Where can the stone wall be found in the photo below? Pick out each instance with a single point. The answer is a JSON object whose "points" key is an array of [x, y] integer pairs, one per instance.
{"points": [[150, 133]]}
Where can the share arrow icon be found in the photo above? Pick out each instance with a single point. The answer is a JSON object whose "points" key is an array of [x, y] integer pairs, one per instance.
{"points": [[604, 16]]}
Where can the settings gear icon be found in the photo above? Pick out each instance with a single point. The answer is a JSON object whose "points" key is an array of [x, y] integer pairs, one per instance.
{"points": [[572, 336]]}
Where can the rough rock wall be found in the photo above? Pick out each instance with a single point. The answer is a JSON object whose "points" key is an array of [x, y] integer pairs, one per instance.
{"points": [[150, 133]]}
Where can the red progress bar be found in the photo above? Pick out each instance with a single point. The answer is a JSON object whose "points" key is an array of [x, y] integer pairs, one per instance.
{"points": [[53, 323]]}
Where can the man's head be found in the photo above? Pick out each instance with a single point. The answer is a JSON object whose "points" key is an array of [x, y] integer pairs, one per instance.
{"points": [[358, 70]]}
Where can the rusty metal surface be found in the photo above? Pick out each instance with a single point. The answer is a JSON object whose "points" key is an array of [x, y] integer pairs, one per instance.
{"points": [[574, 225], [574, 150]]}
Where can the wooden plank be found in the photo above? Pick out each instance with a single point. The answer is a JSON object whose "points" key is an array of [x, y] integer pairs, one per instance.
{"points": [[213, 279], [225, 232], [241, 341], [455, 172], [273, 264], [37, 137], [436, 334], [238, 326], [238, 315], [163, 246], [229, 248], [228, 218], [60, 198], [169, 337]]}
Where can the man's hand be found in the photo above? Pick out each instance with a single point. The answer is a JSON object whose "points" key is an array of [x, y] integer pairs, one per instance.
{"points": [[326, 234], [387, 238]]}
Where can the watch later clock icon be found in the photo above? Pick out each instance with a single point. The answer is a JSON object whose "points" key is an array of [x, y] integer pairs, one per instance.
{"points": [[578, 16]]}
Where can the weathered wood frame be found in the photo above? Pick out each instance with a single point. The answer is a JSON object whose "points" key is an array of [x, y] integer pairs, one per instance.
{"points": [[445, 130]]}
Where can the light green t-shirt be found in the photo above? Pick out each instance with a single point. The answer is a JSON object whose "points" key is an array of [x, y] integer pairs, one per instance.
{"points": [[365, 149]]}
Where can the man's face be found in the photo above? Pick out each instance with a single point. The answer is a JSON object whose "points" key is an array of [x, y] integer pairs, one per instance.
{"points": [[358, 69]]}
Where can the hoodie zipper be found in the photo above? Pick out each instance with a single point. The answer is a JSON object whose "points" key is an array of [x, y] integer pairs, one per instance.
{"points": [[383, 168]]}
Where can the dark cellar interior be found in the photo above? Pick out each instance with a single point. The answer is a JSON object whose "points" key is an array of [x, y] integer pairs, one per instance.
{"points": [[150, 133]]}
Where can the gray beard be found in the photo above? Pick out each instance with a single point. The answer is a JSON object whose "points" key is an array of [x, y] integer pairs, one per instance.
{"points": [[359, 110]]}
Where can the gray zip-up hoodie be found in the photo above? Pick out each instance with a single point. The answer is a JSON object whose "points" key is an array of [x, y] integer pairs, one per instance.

REQUIREMENTS:
Rewrite the lines from the one containing "Where can the dark" through the final line above as a numbered list, leaving out any blank lines.

FINISHED ANSWER:
1. Where can the dark cellar interior be found in the photo above? Pick out each instance with a single point. The answer is a JSON object whose "points" key is an array of [x, y] integer pairs, one per instance.
2. {"points": [[150, 133]]}
3. Where can the gray beard be found in the photo above? Pick out each instance with a single point. The answer is a JSON object whose "points" key is an array of [x, y] integer pairs, one per instance.
4. {"points": [[359, 110]]}
5. Where can the gray zip-up hoodie be found in the photo above? Pick out each instance with a single point. The answer is a JSON object whose "points" key is an array of [x, y] integer pairs, one per instance.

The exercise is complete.